◆ GIVEN TEXT ◆
--- BEGIN ---

Go Back   Rhinocerus > Newsgroup > Newsgroup comp.soft-sys.sas

Reply
 
Thread Tools Display Modes
  #1 (permalink)  
Old 06-06-2007, 07:45 PM
data _null_;
Guest
 
Posts: n/a
Default Re: PROC FREQ--DATA STEP--MODELING QUESTION

proc summary data=<whatever> nway missing;
class id code;
output out=work.counts(drop=_type_);
run;
proc freq data=work.counts;
tables ID * CODE/ noprint outpct out=stats;
weight _freq_ / zeros;
run;

I don't know if this will help. You may have the same problem with
PROC SUMMARY. How many levels of ID and CODE do you have.

Many levels crossed with many levels equals, a bunch. :-)



On 6/6/07, Tom White <tw2@mail.com> wrote:
> Hi Muthia,
>
> I know Matthew's solution seems the simplest.
>
> But no one has yet responded:
>
> How can I get this PROC FREQ
>
> proc FREQ data = foo;
> tables ID * CODE/ noprint outpct out=TEST1;
> run;
>
>
> to run on my real data set of 10 million records?
>
> The above code and Matthew's code do different things because his code counts ONLY inside the ID group,
> whereas mine does the cross tabulation ID * CODE.
>
> Both PROC FRECs (Matthew's and mine) are important for my problem. Except that mine does not run.
>
> The only way I suspect for my PROC FREQ to run is to convert it into a data step. But how?
>
> Thank you.
>
> tom
>
>
> ----- Original Message -----
> From: "Muthia Kachirayan"
> To: SAS-L@LISTSERV.UGA.EDU
> Subject: Re: PROC FREQ--DATA STEP--MODELING QUESTION
> Date: Wed, 6 Jun 2007 15:13:30 -0400
>
>
> Tom,
>
> Use of array might be little difficult for you. The solution given by
> Matthew is far simpler. In the new output using the code
>
> proc sort data=foo; by ID; run;
> proc freq data=foo;
> tables CODE/ noprint out=TEST2;
> by ID;
> run;
>
> your PCT_Row is the PERCENT in the output. To get your Percent, you need to
> add COUNT for all IDs having non-blank CODE. Let it be K. Then divide each
> COUNT by K and multiply by 100. Your PCT_Col is 100 always.
>
> Regards,
>
> Muthia Kachirayan
>
>
> On 6/6/07, Tom White wrote:
> >
> > Yes, it looks like I may have to do some kind of merging.
> >
> > Here is what I don't understand with the PROC FREQ.
> >
> > Please use the FOO data set as an example.
> >
> >
> > When I run my version of PROC FREQ (which does not run on my real data
> > set, WHY?????),
> >
> > proc FREQ data = foo;
> > tables ID * CODE/ noprint outpct out=TEST1;
> > run;
> >
> >
> > and when I run your version of PROC FREQ (which does run on my real data
> > set)

--- END ---

Write the next part of the PROC FREQ mailing-list thread above, picking up from its final line.

◆ RECORDS ◆
--- BEGIN ---

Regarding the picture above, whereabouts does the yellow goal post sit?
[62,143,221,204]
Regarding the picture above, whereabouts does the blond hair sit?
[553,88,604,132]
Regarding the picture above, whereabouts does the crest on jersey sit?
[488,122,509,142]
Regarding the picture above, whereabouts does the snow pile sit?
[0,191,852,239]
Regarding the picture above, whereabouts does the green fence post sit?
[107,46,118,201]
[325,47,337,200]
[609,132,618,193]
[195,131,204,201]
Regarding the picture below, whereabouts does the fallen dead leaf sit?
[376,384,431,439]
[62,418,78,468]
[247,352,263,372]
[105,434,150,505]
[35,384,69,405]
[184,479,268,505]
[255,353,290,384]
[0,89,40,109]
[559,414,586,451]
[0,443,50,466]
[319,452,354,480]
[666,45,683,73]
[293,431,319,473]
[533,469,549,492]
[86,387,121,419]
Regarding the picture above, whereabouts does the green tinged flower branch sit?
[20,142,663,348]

--- END ---

◆ WRITTEN REPLY ◆
> >
> > proc sort data=foo; by ID; run;
> > proc freq data=foo;
> > tables CODE/ noprint out=TEST2;
> > by ID;
> > run;
> >
> > (1)
> > I don't get the same results for the Percent of Total Frequency (PERCENT).
> >
> > Clearly, then, the two procedures divide by different numbers.
> >
> > (2)
> > Also, in my version of PROC FREQ, how is the Percent of Row Frequency
> > (PCT_ROW) calculated?
> >
> > (3)
> > Is there a way to run my version of PROC FREQ on my real data set without
> > getting an error message?
> > Maybe some kind of a data step instead?
> >
> > I don't know--is this a difficult problem fro SAS-L gurus?
> >
> > Thank you.
> >
> > tom
> >
> >
> > ----- Original Message -----
> > From: "Zack, Matthew M. (CDC/CCHP/NCCDPHP)"
> > To: "Tom White"
> > Subject: RE: PROC FREQ--DATA STEP--MODELING QUESTION
> > Date: Wed, 6 Jun 2007 14:10:42 -0400
> >
> >
> > Since PROC FREQ will write the variables, ID and CODE, to an output SAS
> > data set, you can
> > merge this summarized data set back with your original data by these two
> > variables.
> >
> > Matthew Zack
> >
> > -----Original Message-----
> > From: Tom White [mailto:tw2@mail.com]
> > Sent: Wednesday, June 06, 2007 2:06 PM
> > To: Zack, Matthew M. (CDC/CCHP/NCCDPHP)
> > Cc: sas-l@listserv.uga.edu
> > Subject: RE: PROC FREQ--DATA STEP--MODELING QUESTION
> >
> > Thank you for your suggestion Matthew.
> >
> > I will try your attached recommendation.
> >
> > But, I don't think I can use PROC FREQ because this procedure rolls up
> > my records by ID.
> >
> > Think of the FOO data set as you see it. Then imagine other columns
> > beyond the ones I show in FOO.
> >
> > Suppose a few of these other colunns represent SALARY, AGE, WEIGHT,
> > EDUCATION_LEVEL, etc.
> >
> > Now, by running PROC FREQ as shown in your attachmnet, it will roll up
> > by observation by ID.
> >
> > In the process, what will happen to the other fields?
> >
> > Let's say, as an example, that in my real data set I have 153 obs of
> > ID=1271. Suppose that 32 of these obs have missing CODE, and the
> > remaining of the non-missing obs (=153-32 obs) take on various values of
> > CODE as shown in FOO.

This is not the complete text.